> **Problem to work on**:
Return everything from "me, because of" down to "of the soul." in the transcript below, word for word.

And I, in that gap that you just picture this raise, there was a lot of pain for me of doubts and of

anxiety and worry that I didn’t have a place on this mighty big planet of ours. And for me, it came

to like, I talk about it at the life and death place because in my early 20s, I believe that

seed of doubt and worry was planted and grew without my, without my awareness such that I almost

died because I had the addiction of anorexia in my early 20s. And I believe the roots of the

addiction were in this thing that you’re talking about, in this like trying to fix and control and

plan and in the worry and all of the things that you brought up, I wasn’t vigilant about doing

battle with and talking with my community about and the thing, man, I am, I don’t feel much worth

or value. I’m a, I’m in a fog and I’m afraid and I’m kind of lost. And so I, I became isolated

and addicted. And so for me, happy to share with anyone that that connects with because it’s of course

a big long story with a happy ending because I am alive here and now. But it was, it was a day-to-day

and a nail-biter for a little bit because I was so stuck in the fog and in the darkness. And so for

me, because of that personal experience, I, it is like for me now that I have come out of that,

I know how dark that night is. Some, some folks call it the dark night of the soul.

> **Information shown**:
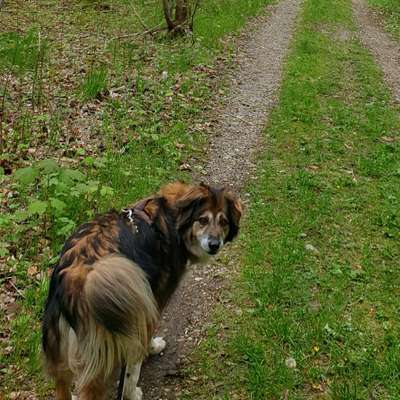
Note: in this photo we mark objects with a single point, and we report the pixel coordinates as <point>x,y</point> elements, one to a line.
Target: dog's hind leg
<point>157,345</point>
<point>131,391</point>
<point>63,386</point>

> **Result for this exercise**:
me, because of that personal experience, I, it is like for me now that I have come out of that,

I know how dark that night is. Some, some folks call it the dark night of the soul.